* [Activity]: Lines from the records below that contain the word "Drop" are to be copied out.

┄┄┄┄┄┄

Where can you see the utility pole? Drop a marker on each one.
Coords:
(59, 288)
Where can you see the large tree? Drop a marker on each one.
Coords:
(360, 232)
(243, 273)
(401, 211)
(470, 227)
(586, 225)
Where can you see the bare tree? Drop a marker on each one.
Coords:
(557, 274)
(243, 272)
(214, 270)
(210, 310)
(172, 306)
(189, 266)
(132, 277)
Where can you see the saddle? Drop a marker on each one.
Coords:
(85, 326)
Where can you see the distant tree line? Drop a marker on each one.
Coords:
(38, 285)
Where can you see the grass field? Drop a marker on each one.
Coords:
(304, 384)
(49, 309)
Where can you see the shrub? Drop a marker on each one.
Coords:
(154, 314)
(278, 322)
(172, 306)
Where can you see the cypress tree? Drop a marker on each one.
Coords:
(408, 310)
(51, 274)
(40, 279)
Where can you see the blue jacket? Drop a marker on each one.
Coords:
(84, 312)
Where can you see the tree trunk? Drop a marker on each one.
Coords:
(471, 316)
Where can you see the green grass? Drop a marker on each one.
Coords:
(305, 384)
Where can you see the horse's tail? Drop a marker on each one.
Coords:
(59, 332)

┄┄┄┄┄┄

* [Response]:
Where can you see the utility pole? Drop a marker on each one.
Where can you see the large tree? Drop a marker on each one.
Where can you see the bare tree? Drop a marker on each one.
Where can you see the saddle? Drop a marker on each one.
Where can you see the distant tree line? Drop a marker on each one.
Where can you see the grass field? Drop a marker on each one.
Where can you see the shrub? Drop a marker on each one.
Where can you see the cypress tree? Drop a marker on each one.
Where can you see the blue jacket? Drop a marker on each one.
Where can you see the tree trunk? Drop a marker on each one.
Where can you see the green grass? Drop a marker on each one.
Where can you see the horse's tail? Drop a marker on each one.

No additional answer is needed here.